GIVEN ENTRIES:
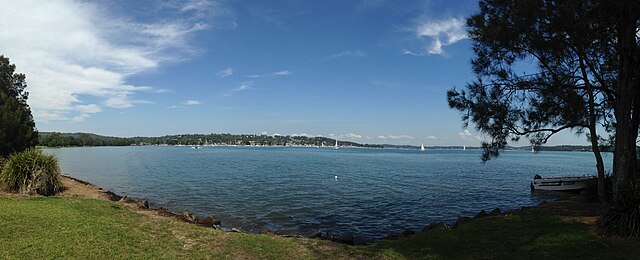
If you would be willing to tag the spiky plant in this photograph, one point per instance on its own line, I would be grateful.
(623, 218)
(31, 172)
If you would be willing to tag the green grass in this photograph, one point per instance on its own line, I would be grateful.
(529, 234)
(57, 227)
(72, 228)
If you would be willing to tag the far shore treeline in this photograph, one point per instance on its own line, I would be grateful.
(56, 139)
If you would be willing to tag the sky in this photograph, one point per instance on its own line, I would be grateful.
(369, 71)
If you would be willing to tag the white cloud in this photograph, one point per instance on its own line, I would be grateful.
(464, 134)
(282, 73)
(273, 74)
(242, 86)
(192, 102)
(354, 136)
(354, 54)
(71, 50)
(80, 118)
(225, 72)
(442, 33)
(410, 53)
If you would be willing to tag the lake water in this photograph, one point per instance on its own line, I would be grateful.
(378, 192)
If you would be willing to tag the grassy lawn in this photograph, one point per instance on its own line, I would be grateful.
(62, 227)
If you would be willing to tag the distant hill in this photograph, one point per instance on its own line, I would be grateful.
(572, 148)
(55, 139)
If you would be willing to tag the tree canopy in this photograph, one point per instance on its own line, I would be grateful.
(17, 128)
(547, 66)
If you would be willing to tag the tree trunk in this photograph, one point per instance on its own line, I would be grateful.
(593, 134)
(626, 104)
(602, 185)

PROBLEM REQUIREMENTS: Copy exactly the lines of the listing above, beginning at the line with "If you would be willing to tag the tree canopy" and ending at its final line; write out nothing else.

RESULT FOR THIS EXERCISE:
If you would be willing to tag the tree canopy in this photograph, one point per instance on its own line, I would be grateful.
(17, 128)
(547, 66)
If you would be willing to tag the tree trunk in this photograph, one point per instance on its own line, I would be grateful.
(593, 134)
(626, 104)
(602, 185)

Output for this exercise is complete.